▶ _Short exercise_
Copy out each line in the listing below that contains the word "standing". Only matches with the same capitalization count.

▶ _Exercise inputs_
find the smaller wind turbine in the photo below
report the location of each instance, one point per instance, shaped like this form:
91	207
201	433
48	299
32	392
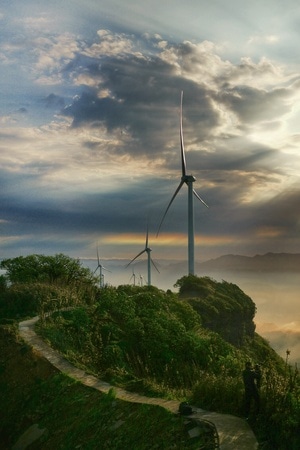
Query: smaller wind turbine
133	276
147	250
102	268
142	281
188	180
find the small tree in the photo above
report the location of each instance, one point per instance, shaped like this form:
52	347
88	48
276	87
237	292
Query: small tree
58	269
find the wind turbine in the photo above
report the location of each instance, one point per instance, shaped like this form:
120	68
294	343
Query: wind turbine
188	180
147	250
133	276
101	276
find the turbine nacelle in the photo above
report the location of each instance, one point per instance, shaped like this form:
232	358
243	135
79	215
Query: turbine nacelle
188	180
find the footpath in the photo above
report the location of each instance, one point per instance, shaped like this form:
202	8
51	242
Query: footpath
234	433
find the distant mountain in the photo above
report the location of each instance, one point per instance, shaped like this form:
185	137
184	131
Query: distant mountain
270	262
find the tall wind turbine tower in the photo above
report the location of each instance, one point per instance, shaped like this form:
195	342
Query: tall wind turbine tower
188	180
102	268
147	250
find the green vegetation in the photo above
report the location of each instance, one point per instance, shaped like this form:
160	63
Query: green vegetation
75	416
191	345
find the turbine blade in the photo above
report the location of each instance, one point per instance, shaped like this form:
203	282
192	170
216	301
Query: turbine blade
143	251
154	265
98	257
96	269
176	192
199	198
183	161
147	235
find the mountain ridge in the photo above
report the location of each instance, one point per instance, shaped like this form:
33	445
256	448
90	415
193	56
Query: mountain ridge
289	262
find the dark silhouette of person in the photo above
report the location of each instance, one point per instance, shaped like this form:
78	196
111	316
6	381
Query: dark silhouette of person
251	389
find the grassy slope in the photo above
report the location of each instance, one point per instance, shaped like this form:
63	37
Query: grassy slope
74	416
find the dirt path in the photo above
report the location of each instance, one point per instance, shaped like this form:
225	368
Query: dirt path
234	432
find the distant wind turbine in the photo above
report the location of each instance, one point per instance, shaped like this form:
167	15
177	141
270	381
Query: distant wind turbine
133	276
102	268
188	180
147	250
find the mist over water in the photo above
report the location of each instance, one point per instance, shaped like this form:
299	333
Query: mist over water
276	295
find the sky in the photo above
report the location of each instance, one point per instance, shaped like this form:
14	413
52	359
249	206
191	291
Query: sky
89	126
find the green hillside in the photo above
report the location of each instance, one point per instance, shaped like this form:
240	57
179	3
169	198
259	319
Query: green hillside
190	346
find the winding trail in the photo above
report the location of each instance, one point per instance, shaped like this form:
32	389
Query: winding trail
234	433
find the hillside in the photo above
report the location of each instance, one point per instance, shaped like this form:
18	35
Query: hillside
270	262
187	345
65	414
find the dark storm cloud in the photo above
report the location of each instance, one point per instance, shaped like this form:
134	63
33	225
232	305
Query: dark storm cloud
53	101
144	100
254	105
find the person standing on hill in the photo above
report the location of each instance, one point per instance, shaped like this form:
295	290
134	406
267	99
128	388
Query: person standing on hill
251	389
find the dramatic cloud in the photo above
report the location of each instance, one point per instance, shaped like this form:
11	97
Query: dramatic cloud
90	127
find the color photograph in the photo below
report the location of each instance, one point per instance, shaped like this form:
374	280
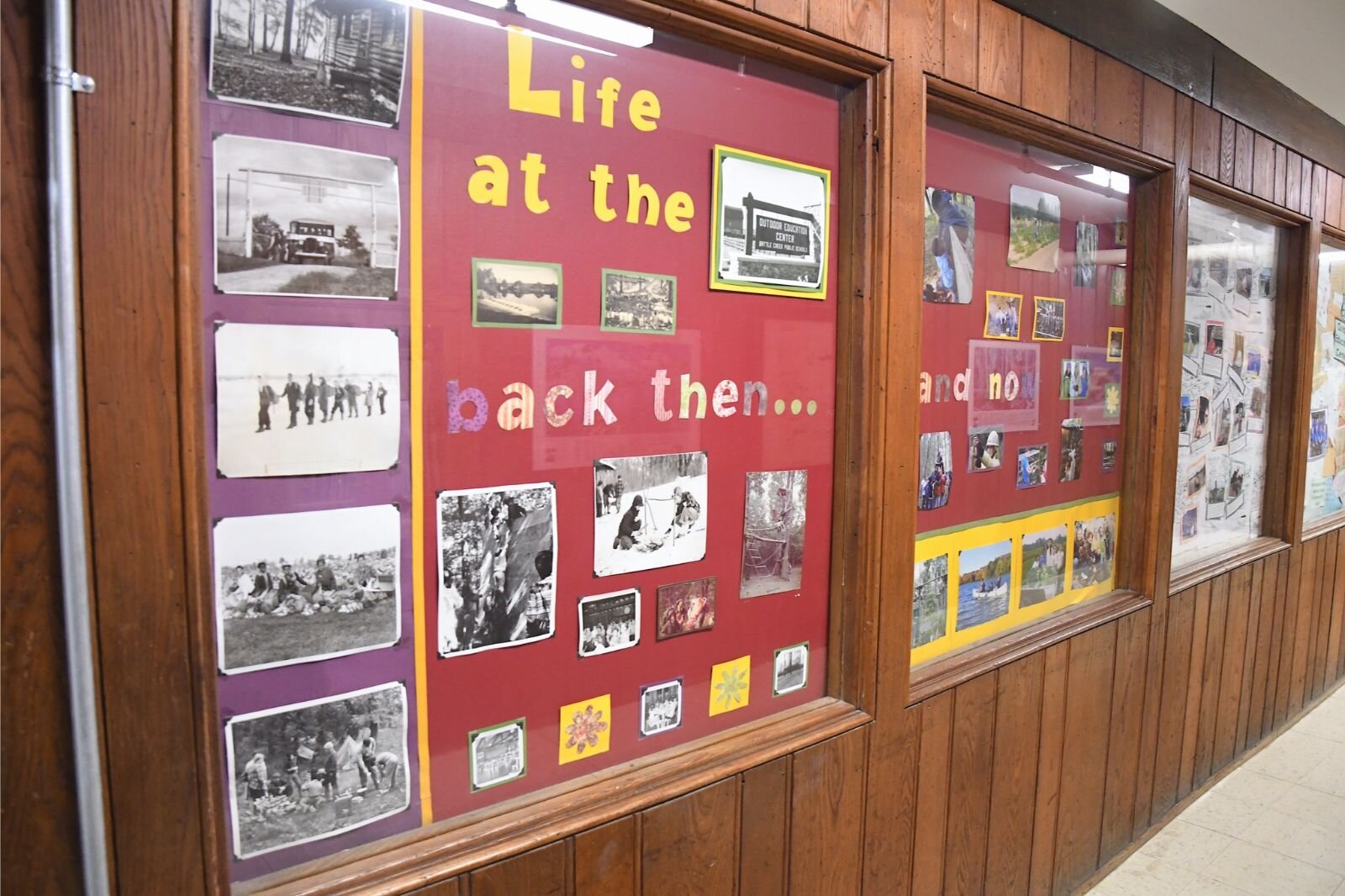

▶ _Answer to this task_
find the person standing on hill in the photo above
Query: person standing on hill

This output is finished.